**任务说明**:
请将下面全部记录逐行改写成一个 JSON 字符串列表，每行一项，空行略去。图片不要放进答案。

━━━━━━━━━━

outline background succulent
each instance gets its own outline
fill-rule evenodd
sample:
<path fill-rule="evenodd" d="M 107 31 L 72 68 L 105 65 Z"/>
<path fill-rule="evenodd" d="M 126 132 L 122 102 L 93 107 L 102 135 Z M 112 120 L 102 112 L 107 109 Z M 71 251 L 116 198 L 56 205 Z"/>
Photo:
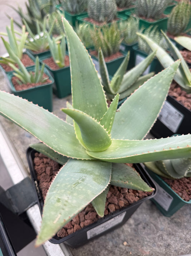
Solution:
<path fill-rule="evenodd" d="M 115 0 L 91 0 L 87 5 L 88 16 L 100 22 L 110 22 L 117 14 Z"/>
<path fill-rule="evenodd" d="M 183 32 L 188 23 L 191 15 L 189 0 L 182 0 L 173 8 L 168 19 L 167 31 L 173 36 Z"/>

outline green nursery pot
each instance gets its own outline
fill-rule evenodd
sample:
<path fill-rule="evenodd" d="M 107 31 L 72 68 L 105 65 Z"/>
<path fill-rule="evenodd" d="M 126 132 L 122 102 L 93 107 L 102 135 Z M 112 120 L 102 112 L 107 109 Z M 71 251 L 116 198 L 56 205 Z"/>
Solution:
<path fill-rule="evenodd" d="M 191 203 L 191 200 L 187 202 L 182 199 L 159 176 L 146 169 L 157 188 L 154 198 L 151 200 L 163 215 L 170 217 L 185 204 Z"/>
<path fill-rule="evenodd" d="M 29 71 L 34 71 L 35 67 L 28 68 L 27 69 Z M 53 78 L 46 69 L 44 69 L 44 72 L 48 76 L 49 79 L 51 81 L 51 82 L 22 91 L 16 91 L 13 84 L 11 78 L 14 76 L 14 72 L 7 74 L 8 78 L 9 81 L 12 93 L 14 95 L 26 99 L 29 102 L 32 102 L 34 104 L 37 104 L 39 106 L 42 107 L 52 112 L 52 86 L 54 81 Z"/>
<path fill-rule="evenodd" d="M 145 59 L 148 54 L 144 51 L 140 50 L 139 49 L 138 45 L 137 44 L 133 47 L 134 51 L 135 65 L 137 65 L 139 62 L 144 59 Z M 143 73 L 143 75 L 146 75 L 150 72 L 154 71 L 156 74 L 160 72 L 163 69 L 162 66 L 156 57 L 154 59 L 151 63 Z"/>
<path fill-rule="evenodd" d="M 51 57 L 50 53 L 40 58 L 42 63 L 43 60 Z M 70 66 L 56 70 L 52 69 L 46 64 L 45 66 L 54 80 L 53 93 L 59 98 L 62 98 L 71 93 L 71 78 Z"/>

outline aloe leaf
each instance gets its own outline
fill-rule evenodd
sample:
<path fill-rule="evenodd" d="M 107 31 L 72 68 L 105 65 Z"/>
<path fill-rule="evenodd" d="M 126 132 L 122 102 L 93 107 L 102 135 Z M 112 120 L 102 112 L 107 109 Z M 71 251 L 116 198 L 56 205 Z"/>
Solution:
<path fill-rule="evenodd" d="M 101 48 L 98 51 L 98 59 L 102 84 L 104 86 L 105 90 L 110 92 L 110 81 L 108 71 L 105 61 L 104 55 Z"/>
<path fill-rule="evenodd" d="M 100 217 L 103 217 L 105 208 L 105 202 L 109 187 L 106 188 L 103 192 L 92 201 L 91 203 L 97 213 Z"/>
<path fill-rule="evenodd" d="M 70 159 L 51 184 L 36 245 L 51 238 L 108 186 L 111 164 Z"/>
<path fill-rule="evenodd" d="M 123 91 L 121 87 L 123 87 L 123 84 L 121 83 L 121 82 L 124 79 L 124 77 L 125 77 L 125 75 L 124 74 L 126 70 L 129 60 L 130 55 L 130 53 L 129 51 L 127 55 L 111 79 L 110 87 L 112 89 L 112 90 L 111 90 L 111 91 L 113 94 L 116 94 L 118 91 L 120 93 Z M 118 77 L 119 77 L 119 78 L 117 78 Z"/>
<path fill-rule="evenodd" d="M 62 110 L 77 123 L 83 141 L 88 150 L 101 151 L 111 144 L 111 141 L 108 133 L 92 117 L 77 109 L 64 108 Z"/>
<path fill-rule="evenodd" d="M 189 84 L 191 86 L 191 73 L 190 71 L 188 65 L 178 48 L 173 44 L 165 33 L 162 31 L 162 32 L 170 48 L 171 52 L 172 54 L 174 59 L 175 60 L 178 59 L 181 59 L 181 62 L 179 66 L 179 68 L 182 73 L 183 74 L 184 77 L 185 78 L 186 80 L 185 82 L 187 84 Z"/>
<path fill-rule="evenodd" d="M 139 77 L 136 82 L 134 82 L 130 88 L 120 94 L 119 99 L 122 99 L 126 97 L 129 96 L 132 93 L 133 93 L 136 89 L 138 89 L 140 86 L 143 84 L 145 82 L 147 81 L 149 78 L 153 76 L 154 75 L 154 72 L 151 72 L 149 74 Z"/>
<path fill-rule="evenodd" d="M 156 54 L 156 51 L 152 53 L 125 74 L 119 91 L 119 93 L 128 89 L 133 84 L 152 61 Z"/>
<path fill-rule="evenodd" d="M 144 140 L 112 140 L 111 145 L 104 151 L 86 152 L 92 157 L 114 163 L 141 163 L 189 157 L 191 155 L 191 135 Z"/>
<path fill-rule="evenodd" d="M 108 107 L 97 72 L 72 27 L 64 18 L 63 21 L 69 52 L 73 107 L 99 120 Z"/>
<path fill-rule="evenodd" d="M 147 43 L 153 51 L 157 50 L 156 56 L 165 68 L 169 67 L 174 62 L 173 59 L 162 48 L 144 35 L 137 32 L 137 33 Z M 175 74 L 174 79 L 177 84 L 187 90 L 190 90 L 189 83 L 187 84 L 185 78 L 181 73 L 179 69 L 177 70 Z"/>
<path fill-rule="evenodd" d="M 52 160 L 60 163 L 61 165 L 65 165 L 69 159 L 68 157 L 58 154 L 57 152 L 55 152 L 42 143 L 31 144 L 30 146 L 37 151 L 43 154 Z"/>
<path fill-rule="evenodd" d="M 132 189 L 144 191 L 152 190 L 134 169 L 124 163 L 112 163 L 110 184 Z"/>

━━━━━━━━━━

**练习结果**:
[
  "outline background succulent",
  "each instance gets its own outline",
  "fill-rule evenodd",
  "sample:",
  "<path fill-rule=\"evenodd\" d=\"M 107 31 L 72 68 L 105 65 Z\"/>",
  "<path fill-rule=\"evenodd\" d=\"M 126 132 L 122 102 L 93 107 L 102 135 Z M 112 120 L 102 112 L 107 109 Z M 71 251 L 116 198 L 56 205 Z\"/>",
  "Photo:",
  "Solution:",
  "<path fill-rule=\"evenodd\" d=\"M 115 0 L 91 0 L 87 5 L 88 16 L 100 22 L 110 22 L 117 14 Z\"/>",
  "<path fill-rule=\"evenodd\" d=\"M 183 32 L 188 23 L 191 15 L 189 0 L 182 0 L 173 8 L 168 19 L 167 31 L 173 36 Z\"/>",
  "outline green nursery pot",
  "each instance gets its own outline",
  "fill-rule evenodd",
  "sample:",
  "<path fill-rule=\"evenodd\" d=\"M 107 31 L 72 68 L 105 65 Z\"/>",
  "<path fill-rule=\"evenodd\" d=\"M 126 132 L 122 102 L 93 107 L 102 135 Z M 112 120 L 102 112 L 107 109 Z M 71 251 L 116 198 L 56 205 Z\"/>",
  "Solution:",
  "<path fill-rule=\"evenodd\" d=\"M 191 203 L 191 200 L 187 202 L 182 199 L 159 176 L 146 169 L 157 188 L 154 198 L 151 200 L 163 215 L 170 217 L 185 204 Z\"/>",
  "<path fill-rule=\"evenodd\" d=\"M 29 71 L 34 71 L 35 67 L 28 68 L 27 69 Z M 53 78 L 46 69 L 44 69 L 44 72 L 48 76 L 49 79 L 51 81 L 51 82 L 22 91 L 16 91 L 13 84 L 11 78 L 14 76 L 14 72 L 7 74 L 8 78 L 9 81 L 12 93 L 14 95 L 26 99 L 29 102 L 32 102 L 34 104 L 37 104 L 39 106 L 42 107 L 52 112 L 52 86 L 54 81 Z\"/>",
  "<path fill-rule=\"evenodd\" d=\"M 145 59 L 148 54 L 144 51 L 140 50 L 139 49 L 138 45 L 137 44 L 133 47 L 134 51 L 135 65 L 137 65 L 139 62 L 144 59 Z M 143 73 L 143 75 L 146 75 L 150 72 L 154 71 L 156 74 L 160 72 L 163 69 L 162 66 L 156 57 L 154 59 L 151 63 Z\"/>",
  "<path fill-rule=\"evenodd\" d=\"M 51 57 L 50 53 L 40 58 L 42 63 L 43 60 Z M 70 66 L 56 70 L 52 69 L 46 64 L 45 66 L 54 80 L 53 93 L 59 98 L 62 98 L 71 93 L 71 78 Z\"/>",
  "outline aloe leaf",
  "each instance gets its own outline",
  "fill-rule evenodd",
  "sample:",
  "<path fill-rule=\"evenodd\" d=\"M 107 31 L 72 68 L 105 65 Z\"/>",
  "<path fill-rule=\"evenodd\" d=\"M 126 132 L 122 102 L 93 107 L 102 135 Z M 112 120 L 102 112 L 107 109 Z M 71 251 L 116 198 L 56 205 Z\"/>",
  "Solution:",
  "<path fill-rule=\"evenodd\" d=\"M 101 48 L 98 51 L 98 59 L 102 84 L 104 86 L 105 90 L 110 92 L 110 81 L 108 71 L 105 61 L 104 55 Z\"/>",
  "<path fill-rule=\"evenodd\" d=\"M 100 217 L 103 217 L 105 208 L 105 202 L 109 187 L 106 188 L 103 192 L 92 201 L 91 203 L 97 213 Z\"/>",
  "<path fill-rule=\"evenodd\" d=\"M 70 159 L 51 184 L 36 245 L 51 238 L 108 186 L 111 164 Z\"/>",
  "<path fill-rule=\"evenodd\" d=\"M 123 91 L 121 87 L 123 87 L 123 84 L 121 83 L 121 82 L 124 79 L 124 77 L 125 77 L 125 75 L 124 74 L 126 70 L 129 60 L 130 55 L 130 53 L 129 51 L 127 55 L 111 79 L 110 87 L 112 89 L 112 90 L 111 90 L 111 91 L 113 94 L 116 94 L 118 91 L 120 93 Z M 118 77 L 119 77 L 119 78 L 117 78 Z\"/>",
  "<path fill-rule=\"evenodd\" d=\"M 62 110 L 77 123 L 83 141 L 88 150 L 101 151 L 111 144 L 111 141 L 108 133 L 92 117 L 77 109 L 64 108 Z\"/>",
  "<path fill-rule=\"evenodd\" d=\"M 189 84 L 191 86 L 191 73 L 190 71 L 188 65 L 178 48 L 173 44 L 165 33 L 162 31 L 162 32 L 170 48 L 171 52 L 172 54 L 174 59 L 175 60 L 178 59 L 181 59 L 181 62 L 179 66 L 179 68 L 182 73 L 183 74 L 184 77 L 185 78 L 186 80 L 185 82 L 187 84 Z\"/>",
  "<path fill-rule=\"evenodd\" d=\"M 139 77 L 136 82 L 134 82 L 130 88 L 120 94 L 119 99 L 122 99 L 126 97 L 129 96 L 132 93 L 133 93 L 136 89 L 138 89 L 140 86 L 143 84 L 145 82 L 147 81 L 149 78 L 153 76 L 154 75 L 154 72 L 151 72 L 149 74 Z\"/>",
  "<path fill-rule=\"evenodd\" d=\"M 156 54 L 156 51 L 152 53 L 125 74 L 119 91 L 119 93 L 128 89 L 133 84 L 152 61 Z\"/>",
  "<path fill-rule=\"evenodd\" d=\"M 144 140 L 112 140 L 111 145 L 104 151 L 86 152 L 92 157 L 114 163 L 141 163 L 189 157 L 191 155 L 191 135 Z\"/>",
  "<path fill-rule=\"evenodd\" d=\"M 108 107 L 97 72 L 72 27 L 64 18 L 63 21 L 69 52 L 73 107 L 99 120 Z\"/>",
  "<path fill-rule=\"evenodd\" d=\"M 147 43 L 153 51 L 157 50 L 156 56 L 165 68 L 169 67 L 174 62 L 173 59 L 162 48 L 144 35 L 137 32 L 137 33 Z M 175 74 L 174 79 L 177 84 L 187 90 L 190 90 L 189 83 L 187 84 L 185 78 L 181 73 L 179 69 L 177 70 Z\"/>",
  "<path fill-rule=\"evenodd\" d=\"M 52 160 L 60 163 L 61 165 L 65 165 L 69 159 L 68 157 L 58 154 L 57 152 L 55 152 L 42 143 L 31 144 L 30 146 L 37 151 L 43 154 Z\"/>",
  "<path fill-rule=\"evenodd\" d=\"M 132 189 L 144 191 L 152 190 L 134 169 L 124 163 L 112 163 L 110 184 Z\"/>"
]